> TUGAS YANG DIKERJAKAN
**a.** Sebutkan semua nama orang yang tercantum dalam teks tentang Ibnu Arabi.
**b.** Tulis ulang bagian teks tentang Ibnu Arabi mulai dari "I.            PENDAHULUAN" sampai dengan "ke tokoh-tokohnya sekalipun.", dan ganti "sufi" menjadi "mistikus".

> KUTIPAN TEKS
>>>

Filsafat dan Tasawwuf


Ibnu Arabi
Dosen Pembimbing: Ust. Dr. Mutamakkin, S.Pil, MA
Oleh: Kasdi Ardiansah

I.            PENDAHULUAN
Ibnu Arabi adalah salah seorang dari sekian tokoh yang cukup melegenda di dunia Islam. hal ini dikarenakan pemikirannya yang dinilai cukup menggugah untuk dibahas diforum-forum ilmiah. Selain seorang tokoh sufi yang cukup kontropersial lewat faham wahdatul wujudnya, ia juga dikenal sebagai seorang tokoh filsafat yang banyak mempengaruhi dalam pemikirannya terutama dalam hal tasawuf.  
Sebagai seorang pemikir dan sufi, Ibnu Arabi telah banyak memberikan kontribusi dalam ilmu pengetahuan. Pemikirannya telah menjadi pembahasan didunia akademik. Karya-karyanya banyak menjadi rujukan dalam ilmu pengetahuan termasuk di Indonesia. Tetapi yang lebih urgen adalah, faham-faham yang di gagas oleh Ibnu Arabi, melahirkan semangat untuk mempelajari seluk beluk ilmu pengetahuan sampai ke tokoh-tokohnya sekalipun.

<<<

(Baris dataset penunjukan objek)
>>>

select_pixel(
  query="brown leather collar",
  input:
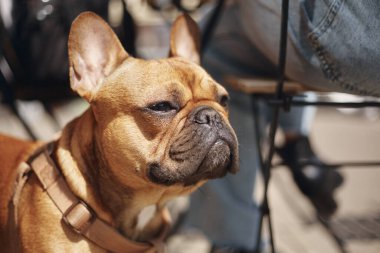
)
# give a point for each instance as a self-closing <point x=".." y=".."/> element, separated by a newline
<point x="77" y="214"/>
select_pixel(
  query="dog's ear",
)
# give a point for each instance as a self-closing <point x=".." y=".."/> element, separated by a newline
<point x="94" y="52"/>
<point x="185" y="39"/>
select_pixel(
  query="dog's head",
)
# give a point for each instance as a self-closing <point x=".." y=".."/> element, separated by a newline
<point x="161" y="122"/>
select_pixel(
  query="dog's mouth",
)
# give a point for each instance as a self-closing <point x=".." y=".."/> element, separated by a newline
<point x="205" y="148"/>
<point x="220" y="158"/>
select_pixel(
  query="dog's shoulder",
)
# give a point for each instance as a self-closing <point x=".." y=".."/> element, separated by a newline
<point x="12" y="152"/>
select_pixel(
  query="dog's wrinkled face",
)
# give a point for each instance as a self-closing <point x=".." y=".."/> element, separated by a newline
<point x="159" y="121"/>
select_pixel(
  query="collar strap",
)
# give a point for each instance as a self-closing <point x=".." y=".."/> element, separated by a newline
<point x="81" y="218"/>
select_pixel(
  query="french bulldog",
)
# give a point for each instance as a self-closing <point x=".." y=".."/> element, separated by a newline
<point x="154" y="130"/>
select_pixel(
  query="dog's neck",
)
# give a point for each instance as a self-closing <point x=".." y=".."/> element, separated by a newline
<point x="81" y="160"/>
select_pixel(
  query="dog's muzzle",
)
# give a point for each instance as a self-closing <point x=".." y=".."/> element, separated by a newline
<point x="205" y="148"/>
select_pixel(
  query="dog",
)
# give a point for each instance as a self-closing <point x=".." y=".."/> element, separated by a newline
<point x="154" y="130"/>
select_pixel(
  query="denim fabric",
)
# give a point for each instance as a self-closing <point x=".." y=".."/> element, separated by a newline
<point x="225" y="209"/>
<point x="333" y="44"/>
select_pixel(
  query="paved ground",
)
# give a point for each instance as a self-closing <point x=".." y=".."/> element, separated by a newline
<point x="336" y="137"/>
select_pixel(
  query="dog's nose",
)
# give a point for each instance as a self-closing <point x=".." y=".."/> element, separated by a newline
<point x="206" y="115"/>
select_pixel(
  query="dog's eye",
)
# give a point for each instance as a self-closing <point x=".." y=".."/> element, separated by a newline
<point x="163" y="106"/>
<point x="224" y="100"/>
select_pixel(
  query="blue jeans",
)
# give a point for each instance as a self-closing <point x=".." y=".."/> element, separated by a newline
<point x="331" y="45"/>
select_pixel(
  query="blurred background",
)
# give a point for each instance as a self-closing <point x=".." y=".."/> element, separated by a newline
<point x="36" y="102"/>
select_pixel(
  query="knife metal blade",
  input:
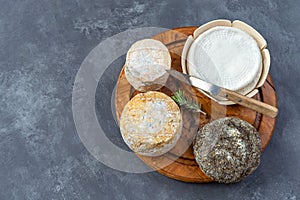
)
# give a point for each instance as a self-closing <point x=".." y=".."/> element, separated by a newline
<point x="210" y="88"/>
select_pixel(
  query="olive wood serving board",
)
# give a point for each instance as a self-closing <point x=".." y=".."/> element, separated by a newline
<point x="183" y="166"/>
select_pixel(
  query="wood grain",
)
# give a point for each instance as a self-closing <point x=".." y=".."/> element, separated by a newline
<point x="183" y="166"/>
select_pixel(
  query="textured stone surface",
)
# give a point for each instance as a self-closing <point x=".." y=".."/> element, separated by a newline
<point x="42" y="46"/>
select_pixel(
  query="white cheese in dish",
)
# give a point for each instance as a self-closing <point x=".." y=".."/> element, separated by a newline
<point x="226" y="56"/>
<point x="146" y="62"/>
<point x="151" y="123"/>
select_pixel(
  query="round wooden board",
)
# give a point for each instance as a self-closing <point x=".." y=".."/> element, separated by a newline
<point x="182" y="166"/>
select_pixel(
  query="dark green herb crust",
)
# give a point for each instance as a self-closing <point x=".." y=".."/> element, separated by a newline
<point x="227" y="149"/>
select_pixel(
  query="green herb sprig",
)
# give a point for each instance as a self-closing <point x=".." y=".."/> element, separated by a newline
<point x="187" y="103"/>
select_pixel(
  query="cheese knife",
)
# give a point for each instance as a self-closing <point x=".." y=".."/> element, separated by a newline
<point x="219" y="92"/>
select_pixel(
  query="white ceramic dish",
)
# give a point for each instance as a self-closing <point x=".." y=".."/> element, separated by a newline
<point x="257" y="74"/>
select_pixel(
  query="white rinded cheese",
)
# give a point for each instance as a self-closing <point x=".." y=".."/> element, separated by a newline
<point x="227" y="57"/>
<point x="145" y="65"/>
<point x="151" y="123"/>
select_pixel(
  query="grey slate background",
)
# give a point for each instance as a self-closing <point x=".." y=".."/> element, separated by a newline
<point x="42" y="46"/>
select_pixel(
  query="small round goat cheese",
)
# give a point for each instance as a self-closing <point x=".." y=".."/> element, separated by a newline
<point x="151" y="123"/>
<point x="146" y="62"/>
<point x="226" y="56"/>
<point x="227" y="149"/>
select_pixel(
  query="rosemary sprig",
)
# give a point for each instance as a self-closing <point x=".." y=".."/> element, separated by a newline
<point x="187" y="103"/>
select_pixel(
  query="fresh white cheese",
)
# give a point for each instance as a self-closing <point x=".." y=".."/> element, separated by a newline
<point x="151" y="123"/>
<point x="226" y="56"/>
<point x="146" y="62"/>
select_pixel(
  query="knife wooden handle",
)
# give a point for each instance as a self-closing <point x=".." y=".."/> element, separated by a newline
<point x="253" y="104"/>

<<<

> JAWABAN AKHIR
**a.** Ibnu Arabi; Ust. Dr. Mutamakkin, S.Pil, MA; Kasdi Ardiansah

**b.**
I.            PENDAHULUAN
Ibnu Arabi adalah salah seorang dari sekian tokoh yang cukup melegenda di dunia Islam. hal ini dikarenakan pemikirannya yang dinilai cukup menggugah untuk dibahas diforum-forum ilmiah. Selain seorang tokoh mistikus yang cukup kontropersial lewat faham wahdatul wujudnya, ia juga dikenal sebagai seorang tokoh filsafat yang banyak mempengaruhi dalam pemikirannya terutama dalam hal tasawuf.  
Sebagai seorang pemikir dan mistikus, Ibnu Arabi telah banyak memberikan kontribusi dalam ilmu pengetahuan. Pemikirannya telah menjadi pembahasan didunia akademik. Karya-karyanya banyak menjadi rujukan dalam ilmu pengetahuan termasuk di Indonesia. Tetapi yang lebih urgen adalah, faham-faham yang di gagas oleh Ibnu Arabi, melahirkan semangat untuk mempelajari seluk beluk ilmu pengetahuan sampai ke tokoh-tokohnya sekalipun.